**EXERCISE DETAILS**. Reproduce all of the data below line for line, with no changes.

**Coordinate annotation entries**.
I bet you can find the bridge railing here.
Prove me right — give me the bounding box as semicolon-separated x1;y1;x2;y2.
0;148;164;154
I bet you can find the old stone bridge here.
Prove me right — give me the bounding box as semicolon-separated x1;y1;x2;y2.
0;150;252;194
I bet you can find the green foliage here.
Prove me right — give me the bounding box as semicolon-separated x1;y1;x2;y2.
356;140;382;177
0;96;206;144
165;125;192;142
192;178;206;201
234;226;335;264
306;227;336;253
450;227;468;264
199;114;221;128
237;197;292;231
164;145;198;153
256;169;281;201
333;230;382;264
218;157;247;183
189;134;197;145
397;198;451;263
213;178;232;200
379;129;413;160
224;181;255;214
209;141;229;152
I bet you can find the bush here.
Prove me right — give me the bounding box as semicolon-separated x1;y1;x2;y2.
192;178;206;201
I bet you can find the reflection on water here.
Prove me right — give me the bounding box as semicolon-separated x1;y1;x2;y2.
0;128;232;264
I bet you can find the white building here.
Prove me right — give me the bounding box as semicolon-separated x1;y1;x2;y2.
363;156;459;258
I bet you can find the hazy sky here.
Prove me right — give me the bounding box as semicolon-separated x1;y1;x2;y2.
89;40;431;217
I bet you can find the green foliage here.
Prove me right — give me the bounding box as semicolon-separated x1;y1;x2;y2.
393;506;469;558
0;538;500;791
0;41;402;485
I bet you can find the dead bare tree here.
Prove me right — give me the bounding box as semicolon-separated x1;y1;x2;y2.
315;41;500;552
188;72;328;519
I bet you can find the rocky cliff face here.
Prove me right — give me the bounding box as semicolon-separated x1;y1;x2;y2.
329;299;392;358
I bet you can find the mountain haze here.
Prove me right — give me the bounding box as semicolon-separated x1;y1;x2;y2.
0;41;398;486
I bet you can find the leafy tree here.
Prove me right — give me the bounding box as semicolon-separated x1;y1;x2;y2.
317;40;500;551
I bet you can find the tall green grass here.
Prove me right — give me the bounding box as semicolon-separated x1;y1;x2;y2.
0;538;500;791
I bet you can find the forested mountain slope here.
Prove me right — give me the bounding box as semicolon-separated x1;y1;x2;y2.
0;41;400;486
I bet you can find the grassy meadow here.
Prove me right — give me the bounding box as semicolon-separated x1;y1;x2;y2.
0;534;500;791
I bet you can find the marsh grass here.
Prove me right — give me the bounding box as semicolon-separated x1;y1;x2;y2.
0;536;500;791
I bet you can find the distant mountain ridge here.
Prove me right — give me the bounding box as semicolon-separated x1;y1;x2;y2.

**ANSWER FOR THIS EXERCISE**.
I bet you can find the bridge railing here.
Prove me right — give me the bounding box as semicolon-separated x1;y1;x2;y2.
0;148;164;154
I bet you can find the old stone bridge here.
Prove me right — give me the bounding box as semicolon-separated x1;y1;x2;y2.
0;150;252;194
I bet you can find the green foliage here.
Prove me right — give me the bounding box as semicolon-separated x1;y1;x2;y2.
356;140;382;177
0;96;206;144
165;125;192;142
192;178;206;201
234;226;335;264
306;227;336;253
450;227;468;264
199;114;221;128
237;197;292;231
164;145;198;153
256;169;281;201
333;230;382;264
218;157;247;183
189;134;197;145
397;198;451;263
213;178;232;200
379;129;413;160
224;181;255;214
209;141;229;152
I bet you can find the bush here.
Prove me right — give me the bounding box as semicolon-separated x1;y1;x2;y2.
192;178;206;201
I bet you can find the reflection on water here.
Prove me right — give me the bounding box as semicolon-separated x1;y1;x2;y2.
0;128;232;264
I bet you can find the white building here.
Prove me right — give me the bounding box as semicolon-separated x1;y1;x2;y2.
363;156;459;258
I bet you can find the hazy sky here.
Prove me right — give me the bounding box as semicolon-separated x1;y1;x2;y2.
89;40;431;217
I bet you can find the green foliage here.
Prove me right — give me the bounding box as semicolon-separated x1;y1;x2;y2.
393;506;469;558
0;538;500;791
0;41;402;485
I bet you can find the dead bare tree here.
Prove me right — give me the bounding box as semicolon-separated x1;y1;x2;y2.
315;41;500;552
188;72;328;519
I bet you can find the rocky cliff face here.
Prove me right — give me the bounding box as semicolon-separated x1;y1;x2;y2.
329;299;392;358
I bet you can find the mountain haze here.
Prove me right — give me the bounding box as semicolon-separated x1;y1;x2;y2.
0;41;398;486
I bet you can find the leafy tree here.
Prove me right — give me the bounding box as semicolon-separated x1;y1;x2;y2.
317;40;500;551
I bet you can find the tall green grass here.
Prove me right — give me the bounding box as semicolon-separated x1;y1;x2;y2.
0;538;500;791
I bet you can find the forested mountain slope here.
Prove me right — give me the bounding box as semicolon-separated x1;y1;x2;y2.
0;41;400;486
I bet you can find the grassy meadow here.
Prove me right — give me the bounding box as semicolon-separated x1;y1;x2;y2.
0;534;500;791
I bet you can find the marsh grass here.
Prove me right — give me the bounding box as semicolon-separated x1;y1;x2;y2.
0;536;500;791
I bet you can find the distant mountain ridge here.
Prove me right — give me the bounding box as semicolon-separated x1;y1;x2;y2.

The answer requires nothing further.